Data entries:
.....

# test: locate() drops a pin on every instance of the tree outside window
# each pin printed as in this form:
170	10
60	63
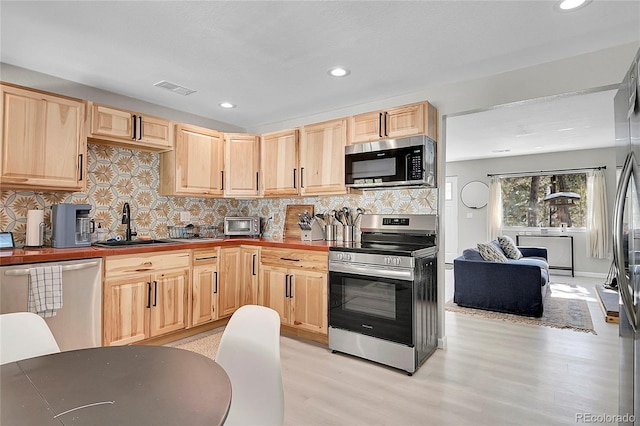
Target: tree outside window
545	200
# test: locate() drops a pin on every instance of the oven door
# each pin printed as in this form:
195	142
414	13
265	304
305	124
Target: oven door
377	306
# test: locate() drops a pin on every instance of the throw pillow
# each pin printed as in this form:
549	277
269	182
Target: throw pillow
509	248
490	253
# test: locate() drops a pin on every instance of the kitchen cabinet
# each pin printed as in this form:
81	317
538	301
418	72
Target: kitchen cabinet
195	166
204	286
238	278
409	120
279	163
241	165
130	129
294	284
145	296
322	158
44	144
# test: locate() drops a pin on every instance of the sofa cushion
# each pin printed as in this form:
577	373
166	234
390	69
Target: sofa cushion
491	253
509	248
472	254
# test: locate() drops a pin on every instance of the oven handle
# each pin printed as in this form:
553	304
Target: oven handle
372	271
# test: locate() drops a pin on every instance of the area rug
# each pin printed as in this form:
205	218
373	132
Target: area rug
207	346
565	307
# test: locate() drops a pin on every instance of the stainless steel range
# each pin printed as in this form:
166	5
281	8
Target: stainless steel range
383	291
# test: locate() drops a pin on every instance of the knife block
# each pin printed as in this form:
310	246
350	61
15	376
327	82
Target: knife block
314	234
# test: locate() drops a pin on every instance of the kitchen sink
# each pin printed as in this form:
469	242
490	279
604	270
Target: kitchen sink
131	243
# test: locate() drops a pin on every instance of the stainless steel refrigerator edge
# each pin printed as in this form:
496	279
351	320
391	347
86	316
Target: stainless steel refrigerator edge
626	229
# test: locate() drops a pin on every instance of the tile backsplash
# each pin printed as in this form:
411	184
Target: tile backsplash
118	175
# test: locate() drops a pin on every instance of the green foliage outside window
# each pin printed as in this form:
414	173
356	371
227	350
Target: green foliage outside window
523	201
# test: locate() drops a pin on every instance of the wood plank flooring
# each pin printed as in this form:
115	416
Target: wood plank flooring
492	372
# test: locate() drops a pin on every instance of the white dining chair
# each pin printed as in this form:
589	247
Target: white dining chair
24	335
249	352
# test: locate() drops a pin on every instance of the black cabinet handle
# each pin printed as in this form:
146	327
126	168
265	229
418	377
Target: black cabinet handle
155	293
253	264
286	286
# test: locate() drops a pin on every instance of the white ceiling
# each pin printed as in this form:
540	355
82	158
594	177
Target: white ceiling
271	58
562	123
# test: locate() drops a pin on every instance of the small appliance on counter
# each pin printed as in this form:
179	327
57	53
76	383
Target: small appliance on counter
242	226
72	225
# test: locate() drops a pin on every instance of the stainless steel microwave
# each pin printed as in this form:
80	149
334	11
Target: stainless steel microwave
396	163
242	226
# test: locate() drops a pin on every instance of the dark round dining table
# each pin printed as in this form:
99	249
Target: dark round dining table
119	385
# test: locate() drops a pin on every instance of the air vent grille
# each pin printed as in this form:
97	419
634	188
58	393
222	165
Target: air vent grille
174	88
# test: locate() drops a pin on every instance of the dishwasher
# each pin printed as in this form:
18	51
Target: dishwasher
78	324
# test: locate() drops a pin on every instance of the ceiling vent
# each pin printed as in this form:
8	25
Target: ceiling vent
174	88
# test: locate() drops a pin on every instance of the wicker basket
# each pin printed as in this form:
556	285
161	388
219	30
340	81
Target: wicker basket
192	231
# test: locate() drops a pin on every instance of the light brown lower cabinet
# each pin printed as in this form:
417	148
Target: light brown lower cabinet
204	286
294	284
144	296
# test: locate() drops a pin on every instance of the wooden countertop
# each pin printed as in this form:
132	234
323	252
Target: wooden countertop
49	254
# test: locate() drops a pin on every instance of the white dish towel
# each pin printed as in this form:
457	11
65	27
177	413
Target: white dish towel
45	290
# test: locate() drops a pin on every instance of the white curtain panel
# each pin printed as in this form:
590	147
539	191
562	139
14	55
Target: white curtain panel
597	228
495	208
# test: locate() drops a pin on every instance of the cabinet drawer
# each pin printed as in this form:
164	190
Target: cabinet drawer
116	266
206	257
289	258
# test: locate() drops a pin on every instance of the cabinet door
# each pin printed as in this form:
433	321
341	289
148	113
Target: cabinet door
365	127
404	121
230	278
43	141
274	292
169	301
126	310
309	301
111	122
241	164
322	158
204	294
279	163
196	165
155	132
249	275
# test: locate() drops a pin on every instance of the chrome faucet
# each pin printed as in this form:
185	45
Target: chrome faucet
126	220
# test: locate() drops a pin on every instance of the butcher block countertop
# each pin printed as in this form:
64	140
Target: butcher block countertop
49	254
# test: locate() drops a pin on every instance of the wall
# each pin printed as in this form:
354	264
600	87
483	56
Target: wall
474	229
117	175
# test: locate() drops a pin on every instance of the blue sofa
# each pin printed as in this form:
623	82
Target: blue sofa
515	287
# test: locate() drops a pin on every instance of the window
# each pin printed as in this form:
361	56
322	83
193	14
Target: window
545	200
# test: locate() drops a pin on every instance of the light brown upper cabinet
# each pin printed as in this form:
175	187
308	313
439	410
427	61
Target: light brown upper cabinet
241	165
129	129
44	144
279	163
409	120
322	158
195	166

.....

▶ _TASK PROMPT_:
The copy must include every record exactly and none of the pictures.

▶ _YOUR SOLUTION_:
# test: locate() drops a pin on every instance of the tree outside window
# each pin printed as in this form:
170	10
60	63
Target: tree outside window
545	200
# test: locate() drops a pin on every instance of the oven door
# each pin printed as in this form:
195	142
414	13
265	304
305	124
Target: oven door
377	306
# test: locate() drops a pin on every instance of the throw pillow
# each pin printed as in this form:
549	277
269	182
Target: throw pillow
509	248
490	253
# test: locate() drops a pin on every instance of the kitchen cabinet
# each pin printed as in this form:
81	317
538	301
418	72
Target: kitchen cabinet
195	166
204	286
238	278
409	120
279	163
241	165
130	129
294	284
145	296
322	158
44	144
# test: locate() drops a pin on every instance of the sofa cushion
# each pin printed as in this form:
577	373
166	234
390	69
Target: sofa cushion
491	253
509	248
472	254
# test: locate() drops a pin on every instance of the oven handle
# each pin printed as in this form:
553	304
Target: oven handle
372	271
# test: locate() drops a pin on every instance of the area rug
# each pin printed as in this form:
205	218
373	132
Target: area rug
207	346
565	307
# test: locate() drops a pin on every instance of the stainless steel range
# each pin printed as in this form:
166	5
281	8
Target: stainless steel range
383	291
# test: locate() drops a pin on every instance of the knife block
# each pin printed as in this form:
310	246
350	61
15	376
327	82
Target: knife block
314	234
# test: locate() drops a pin on every instance of the kitchen sink
# each pin printed as in this form:
469	242
490	279
604	270
Target: kitchen sink
131	243
# test: locate() drops a pin on every instance of the stainless steel refrigerator edge
# each pin printed as in this form:
496	279
351	320
391	347
86	316
Target: stainless steel refrigerator edge
626	229
# test: locate() drops a pin on every instance of the tile backsplash
# each pin printed as in this form:
411	184
Target: tile backsplash
118	175
# test: locate() drops a pin on every instance of the green foliage outside window
# each pin printed as in this form:
414	173
356	371
227	350
Target: green foliage outside window
523	201
# test: locate() drops a pin on every instance of the wood plank flooring
# each pin printed as in this form:
115	416
Target: wood plank flooring
492	372
# test: locate() drops a pin on every instance of the white dining chair
# each pin printed as in this form:
589	247
Target: white dining chair
24	335
249	352
# test: locate() drops a pin on every instance of the black cabinet handle
# each pin printed as in this form:
146	327
126	168
265	229
418	377
Target: black cabinet handle
155	293
253	264
286	286
# test: locate() drops a pin on every instance of the white ceiling
# each pin printed as in this form:
540	355
82	158
594	177
Target: white ceiling
271	58
562	123
# test: locate() drops a pin on every instance of the small appliance on counter
# each pin printed as in this form:
179	327
57	53
76	383
Target: small appliance on counter
242	226
72	225
# test: locate() drops a pin on every instance of the stainless steel microwave
# each pin printed as in this form:
80	149
334	11
Target: stainless steel microwave
396	163
242	226
# test: locate() drops a pin on every instance of the dark round dining table
# each pin printed as in this form:
99	249
Target: dark round dining table
119	385
# test: locate() drops a pin on every instance of the air vent grille
# each pin printed as in this form:
97	419
634	188
58	393
222	165
Target: air vent grille
174	88
# test: locate() drops a pin on every instance of the dishwasher
# each pin printed as in this form:
18	51
Target: dishwasher
78	324
# test: locate() drops a pin on every instance of the ceiling vent
# each pin printed as in this form:
8	25
Target: ceiling vent
174	88
# test: locate() drops a pin on every instance of the wicker basket
# each pin printed as in this form:
556	285
161	388
219	30
340	81
Target: wicker basket
192	231
# test: locate() drops a pin on every instance of the light brown lower cabinet
# each pin printed as in this form:
417	148
Target: light brown lower cabinet
204	286
294	284
144	296
# test: locate() drops a pin on every instance of the wooden countertop
# each pin printed as in this form:
132	234
323	252
Target: wooden countertop
49	254
# test: locate() drops a pin on every instance of the white dish towel
# each pin printed as in this form:
457	11
65	27
177	413
Target: white dish towel
45	290
# test: locate() drops a pin on every instance of the white curtain panel
# each pin printed as in this form:
590	147
539	191
562	139
14	55
Target: white curtain panel
597	228
495	208
# test: locate() drops a pin on every instance of the cabinet drawer
# each pin printed as in this form:
164	190
Target: cabinet drawer
116	266
206	257
289	258
# test: locate() drops a pin on every instance of the cabinet door
# each pin printed as in this form:
433	321
341	289
148	113
Target: cabinet door
365	127
404	121
230	278
43	141
274	292
169	301
126	310
309	301
111	122
241	164
322	158
204	294
279	163
196	165
155	132
249	275
# test: locate() drops a pin on every instance of the chrome faucet
# each pin printed as in this form:
185	45
Target: chrome faucet
126	220
# test: locate() drops a pin on every instance of the butcher block countertop
# each pin printed as in this form:
64	140
Target: butcher block countertop
49	254
# test: locate() drops a pin on every instance of the wall
# each pin printed as in this form:
354	264
600	87
483	56
Target: wall
474	229
117	175
# test: locate() drops a pin on every instance of the blue sofa
# each pin printed as in this form:
623	82
Target: blue sofa
515	287
# test: locate() drops a pin on every instance of the window
# each pin printed as in this form:
361	56
322	83
193	14
Target: window
545	200
# test: locate() drops a pin on every instance of the light brown upper cabinet
# each pin printed as in this form:
175	187
308	313
439	410
427	61
Target: light brown upper cabinet
241	165
129	129
44	144
279	163
409	120
322	158
195	166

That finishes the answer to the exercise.